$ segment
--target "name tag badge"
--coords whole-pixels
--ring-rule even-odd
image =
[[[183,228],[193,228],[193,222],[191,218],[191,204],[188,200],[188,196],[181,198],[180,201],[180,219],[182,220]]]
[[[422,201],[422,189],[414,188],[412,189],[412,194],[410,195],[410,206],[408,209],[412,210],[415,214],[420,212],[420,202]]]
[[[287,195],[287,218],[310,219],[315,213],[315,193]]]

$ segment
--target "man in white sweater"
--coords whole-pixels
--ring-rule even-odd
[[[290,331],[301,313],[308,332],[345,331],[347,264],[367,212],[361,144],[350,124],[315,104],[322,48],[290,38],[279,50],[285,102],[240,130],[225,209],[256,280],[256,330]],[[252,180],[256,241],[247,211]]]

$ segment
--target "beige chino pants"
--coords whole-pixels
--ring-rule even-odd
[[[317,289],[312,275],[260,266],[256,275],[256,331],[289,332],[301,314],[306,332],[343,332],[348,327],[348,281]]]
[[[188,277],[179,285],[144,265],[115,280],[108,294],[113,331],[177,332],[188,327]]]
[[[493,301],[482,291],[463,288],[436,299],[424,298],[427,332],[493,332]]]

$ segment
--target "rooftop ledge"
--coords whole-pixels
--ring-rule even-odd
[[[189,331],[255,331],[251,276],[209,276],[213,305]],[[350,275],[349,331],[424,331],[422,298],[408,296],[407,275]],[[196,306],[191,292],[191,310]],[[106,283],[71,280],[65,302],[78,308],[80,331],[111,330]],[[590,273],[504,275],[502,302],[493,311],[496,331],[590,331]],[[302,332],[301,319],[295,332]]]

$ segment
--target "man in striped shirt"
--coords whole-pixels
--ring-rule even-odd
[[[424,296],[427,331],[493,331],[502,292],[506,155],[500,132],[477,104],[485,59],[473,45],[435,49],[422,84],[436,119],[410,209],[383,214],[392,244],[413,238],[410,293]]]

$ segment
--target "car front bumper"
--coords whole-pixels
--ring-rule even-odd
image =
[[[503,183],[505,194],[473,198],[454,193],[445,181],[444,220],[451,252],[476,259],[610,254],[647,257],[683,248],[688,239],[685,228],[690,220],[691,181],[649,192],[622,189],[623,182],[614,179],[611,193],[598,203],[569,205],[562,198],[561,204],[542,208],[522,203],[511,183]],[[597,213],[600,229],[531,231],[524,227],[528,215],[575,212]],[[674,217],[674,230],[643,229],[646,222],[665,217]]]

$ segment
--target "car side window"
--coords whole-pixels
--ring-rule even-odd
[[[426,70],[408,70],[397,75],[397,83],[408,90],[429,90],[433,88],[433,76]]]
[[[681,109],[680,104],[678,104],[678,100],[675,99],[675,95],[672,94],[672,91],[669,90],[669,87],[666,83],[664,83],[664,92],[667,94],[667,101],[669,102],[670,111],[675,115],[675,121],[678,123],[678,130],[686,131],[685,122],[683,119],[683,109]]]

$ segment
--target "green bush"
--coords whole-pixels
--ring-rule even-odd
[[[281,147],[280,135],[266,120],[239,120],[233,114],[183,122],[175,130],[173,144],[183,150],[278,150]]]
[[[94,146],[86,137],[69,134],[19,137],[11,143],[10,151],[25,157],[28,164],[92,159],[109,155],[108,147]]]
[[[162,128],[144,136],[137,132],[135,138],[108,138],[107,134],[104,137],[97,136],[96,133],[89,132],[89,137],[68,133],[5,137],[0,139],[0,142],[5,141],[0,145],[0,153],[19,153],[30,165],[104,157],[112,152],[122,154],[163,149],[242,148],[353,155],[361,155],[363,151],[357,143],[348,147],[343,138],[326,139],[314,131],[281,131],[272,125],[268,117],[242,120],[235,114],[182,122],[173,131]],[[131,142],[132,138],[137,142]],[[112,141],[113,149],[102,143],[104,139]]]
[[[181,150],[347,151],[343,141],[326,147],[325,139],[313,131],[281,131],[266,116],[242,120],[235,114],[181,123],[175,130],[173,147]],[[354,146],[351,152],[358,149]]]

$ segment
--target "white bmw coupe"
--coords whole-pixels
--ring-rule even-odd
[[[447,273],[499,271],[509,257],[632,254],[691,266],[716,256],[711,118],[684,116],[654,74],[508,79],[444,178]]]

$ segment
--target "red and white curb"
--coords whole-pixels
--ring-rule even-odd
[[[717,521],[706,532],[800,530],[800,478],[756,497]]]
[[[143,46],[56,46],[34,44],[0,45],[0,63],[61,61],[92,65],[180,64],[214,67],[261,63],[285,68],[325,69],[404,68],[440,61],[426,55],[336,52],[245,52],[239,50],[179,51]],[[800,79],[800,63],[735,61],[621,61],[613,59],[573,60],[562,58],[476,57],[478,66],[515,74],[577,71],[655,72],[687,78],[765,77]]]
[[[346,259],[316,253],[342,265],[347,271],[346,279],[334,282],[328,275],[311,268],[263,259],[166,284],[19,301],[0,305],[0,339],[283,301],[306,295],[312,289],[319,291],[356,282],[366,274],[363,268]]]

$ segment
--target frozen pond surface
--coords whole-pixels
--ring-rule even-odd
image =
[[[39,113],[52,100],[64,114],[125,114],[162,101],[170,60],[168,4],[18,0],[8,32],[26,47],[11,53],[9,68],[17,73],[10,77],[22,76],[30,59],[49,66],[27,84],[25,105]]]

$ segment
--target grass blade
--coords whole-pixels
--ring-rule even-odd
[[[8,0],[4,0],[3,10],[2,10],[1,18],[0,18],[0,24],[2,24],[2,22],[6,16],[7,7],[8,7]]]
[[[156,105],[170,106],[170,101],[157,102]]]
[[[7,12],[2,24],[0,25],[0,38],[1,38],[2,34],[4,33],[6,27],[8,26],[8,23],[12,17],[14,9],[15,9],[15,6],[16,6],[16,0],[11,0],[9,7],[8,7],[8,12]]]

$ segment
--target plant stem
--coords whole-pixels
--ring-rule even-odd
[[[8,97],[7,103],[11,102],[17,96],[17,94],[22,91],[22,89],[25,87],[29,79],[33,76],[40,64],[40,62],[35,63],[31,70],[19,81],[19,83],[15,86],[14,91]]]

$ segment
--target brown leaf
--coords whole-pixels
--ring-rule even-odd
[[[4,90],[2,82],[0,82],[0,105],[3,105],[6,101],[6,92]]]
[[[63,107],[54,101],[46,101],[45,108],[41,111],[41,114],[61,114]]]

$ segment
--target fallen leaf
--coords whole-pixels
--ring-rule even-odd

● **Task item**: What number of lines in the records contain the word "white"? Answer with that number alone.

● **Answer space**: 3